REQUIRED TASK —
Rewrite the lines below with each "photo" replaced by "image" and everything else unchanged. Leave the pictures out.

╭─ INFORMATION SUPPLIED

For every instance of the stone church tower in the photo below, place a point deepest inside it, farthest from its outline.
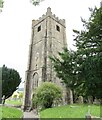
(48, 38)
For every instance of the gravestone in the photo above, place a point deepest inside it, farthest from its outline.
(80, 100)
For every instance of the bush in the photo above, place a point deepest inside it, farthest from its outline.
(47, 94)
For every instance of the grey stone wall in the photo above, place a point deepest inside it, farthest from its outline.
(48, 38)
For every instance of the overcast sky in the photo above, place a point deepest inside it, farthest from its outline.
(15, 26)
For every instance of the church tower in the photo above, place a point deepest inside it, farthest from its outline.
(48, 38)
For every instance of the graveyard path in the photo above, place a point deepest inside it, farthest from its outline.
(31, 114)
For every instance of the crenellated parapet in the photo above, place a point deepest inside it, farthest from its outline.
(48, 14)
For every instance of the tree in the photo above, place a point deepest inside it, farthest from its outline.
(89, 54)
(46, 94)
(10, 81)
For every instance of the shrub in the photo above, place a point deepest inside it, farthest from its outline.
(47, 94)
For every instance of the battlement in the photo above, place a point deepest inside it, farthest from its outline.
(48, 14)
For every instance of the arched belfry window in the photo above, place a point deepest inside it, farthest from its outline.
(35, 80)
(39, 28)
(57, 28)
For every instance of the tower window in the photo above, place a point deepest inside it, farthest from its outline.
(39, 28)
(57, 28)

╰─

FULL RESPONSE —
For every instance of the stone church tower in the image below, place a point deepest inside it, farthest from its outline.
(48, 38)
For every instance of the gravestone in the image above, place a point deepest inside it, farthest from its outline.
(80, 100)
For every instance of the bush in the image above, place a point deepest inside it, farthest from its outline.
(47, 94)
For every instance of the grey stone wall in the image above, place a point deepest inside it, farthest from its outline.
(48, 38)
For every instance of the overcast sky in the image above, place a point deepest inside it, farthest from its outline.
(15, 26)
For every instance of the church tower in the image above, place a point deepest inside it, farthest from its outline.
(48, 38)
For every instance of the graveyard path in the image above, place a point deepest inside it, farthest from its outline.
(31, 114)
For every instance of the crenellated parapet in the image above, place a point deepest inside it, farthest from its outline.
(48, 14)
For every instance of the tree in the image above, place a point deepest inside it, farthest from its outline.
(89, 54)
(46, 94)
(10, 81)
For every instance of the shrub in the image above, place a point deepest inside it, farthest from its outline.
(47, 94)
For every instance of the battlement in the image above, place a point deepest inside it, farthest from its outline.
(48, 14)
For every instance of the arched belfry window in the image above, place a point deepest inside it, farthest from its outline.
(35, 80)
(39, 28)
(57, 28)
For every instance of the tower window in the image above, place a point deepest inside it, farthest from its outline.
(39, 28)
(57, 28)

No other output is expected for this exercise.